**EXTRACTED DATA**.
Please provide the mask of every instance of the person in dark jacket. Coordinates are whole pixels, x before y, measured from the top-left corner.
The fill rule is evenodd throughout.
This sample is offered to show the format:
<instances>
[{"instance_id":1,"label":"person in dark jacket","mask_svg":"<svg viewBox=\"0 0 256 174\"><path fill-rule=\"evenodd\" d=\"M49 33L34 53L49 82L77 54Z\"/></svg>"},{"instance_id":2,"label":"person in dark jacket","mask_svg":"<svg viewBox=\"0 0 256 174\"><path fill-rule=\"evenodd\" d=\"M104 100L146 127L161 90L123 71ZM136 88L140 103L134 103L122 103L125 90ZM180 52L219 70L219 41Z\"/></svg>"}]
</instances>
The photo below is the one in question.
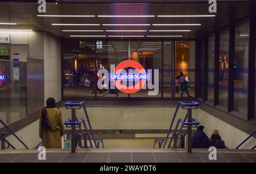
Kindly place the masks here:
<instances>
[{"instance_id":1,"label":"person in dark jacket","mask_svg":"<svg viewBox=\"0 0 256 174\"><path fill-rule=\"evenodd\" d=\"M217 148L225 148L225 142L221 139L221 137L218 134L218 130L214 129L210 138L210 143L212 146L214 146Z\"/></svg>"},{"instance_id":2,"label":"person in dark jacket","mask_svg":"<svg viewBox=\"0 0 256 174\"><path fill-rule=\"evenodd\" d=\"M210 147L210 141L208 137L203 131L204 126L199 126L192 138L192 148L208 148Z\"/></svg>"}]
</instances>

**STATED GOAL**.
Reproduce the full listing faithfully, but do not carry over any pictures.

**ANSWER**.
Please provide the mask of every instance of the person in dark jacket. Coordinates are whole pixels, x before y, measured from the top-left corner.
The fill rule is evenodd throughout.
This sample is offered to show the format:
<instances>
[{"instance_id":1,"label":"person in dark jacket","mask_svg":"<svg viewBox=\"0 0 256 174\"><path fill-rule=\"evenodd\" d=\"M49 33L34 53L49 82L77 54Z\"/></svg>"},{"instance_id":2,"label":"person in dark jacket","mask_svg":"<svg viewBox=\"0 0 256 174\"><path fill-rule=\"evenodd\" d=\"M104 100L146 127L161 90L123 71ZM136 88L140 103L134 103L122 103L125 90ZM180 52L219 70L219 41Z\"/></svg>"}]
</instances>
The photo below is the one in question.
Kindly place the masks here:
<instances>
[{"instance_id":1,"label":"person in dark jacket","mask_svg":"<svg viewBox=\"0 0 256 174\"><path fill-rule=\"evenodd\" d=\"M217 148L225 148L225 142L221 139L221 137L218 134L218 130L214 129L210 138L210 143L212 146L214 146Z\"/></svg>"},{"instance_id":2,"label":"person in dark jacket","mask_svg":"<svg viewBox=\"0 0 256 174\"><path fill-rule=\"evenodd\" d=\"M210 147L210 141L208 137L203 131L204 126L199 126L192 138L192 148L208 148Z\"/></svg>"}]
</instances>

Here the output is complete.